Text provided ▸
= Blum Blum Shub =

Pseudorandom number generator

Blum Blum Shub (B.B.S.) is a pseudorandom number generator proposed in 1986 by Lenore Blum, Manuel Blum and Michael Shub that is derived from Michael O. Rabin's one-way function.

Blum Blum Shub takes the form

$x_{n+1} = x_n^2 \bmod M$,

where M = pq is the product of two large primes p and q. At each step of the algorithm, some output is derived from x_{n+1}; the output is commonly either the bit parity of x_{n+1} or one or more of the least significant bits of x_{n+1}.

The seed x_{0} should be an integer that is co-prime to M (i.e. p and q are not factors of x_{0}) and not 1 or 0.

The two primes, p and q, should both be congruent to 3 (mod 4) (this guarantees that each quadratic residue has one square root which is also a quadratic residue), and should be safe primes with a small gcd((p-3)/2, (q-3)/2) (this makes the cycle length large).

An interesting characteristic of the Blum Blum Shub generator is the possibility to calculate any x_{i} value directly (via Euler's theorem):

$x_i = \left( x_0^{2^i \bmod \lambda(M)} \right) \bmod M$,

where $\lambda$ is the Carmichael function. (Here we have $\lambda(M) = \lambda(p\cdot q) = \operatorname{lcm}(p-1, q-1)$).

==Security==
There is a proof reducing its security to the computational difficulty of factoring. When the primes are chosen appropriately, and O(log log M) lower-order bits of each x_{n} are output, then in the limit as M grows large, distinguishing the output bits from random should be at least as difficult as solving the quadratic residuosity problem modulo M.

The performance of the BBS random-number generator depends on the size of the modulus M and the number of bits per iteration j. While lowering M or increasing j makes the algorithm faster, doing so also reduces the security. A 2005 paper gives concrete, as opposed to asymptotic, security proof of BBS, for a given M and j. The result can also be used to guide choices of the two numbers by balancing expected security against computational cost.

==Example==
Let $p=11$, $q=23$ and $s=3$ (where $s$ is the seed). We can expect to get a large cycle length for those small numbers, because ${\rm gcd}((p-3)/2, (q-3)/2)=2$.
The generator starts to evaluate $x_0$ by using $x_{-1}=s$ and creates the sequence $x_0$, $x_1$, $x_2$, $\ldots$ $x_5$ = 9, 81, 236, 36, 31, 202. The following table shows the output (in bits) for the different bit selection methods used to determine the output.

Problem to work on ▸ According to the Blum Blum Shub text, in what year was the generator proposed? The lines that come next have nothing to do with the text above.

[Object position labeling lines]
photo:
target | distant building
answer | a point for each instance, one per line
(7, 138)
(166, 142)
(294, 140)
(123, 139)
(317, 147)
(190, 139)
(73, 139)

Answer to this problem ▸ 1986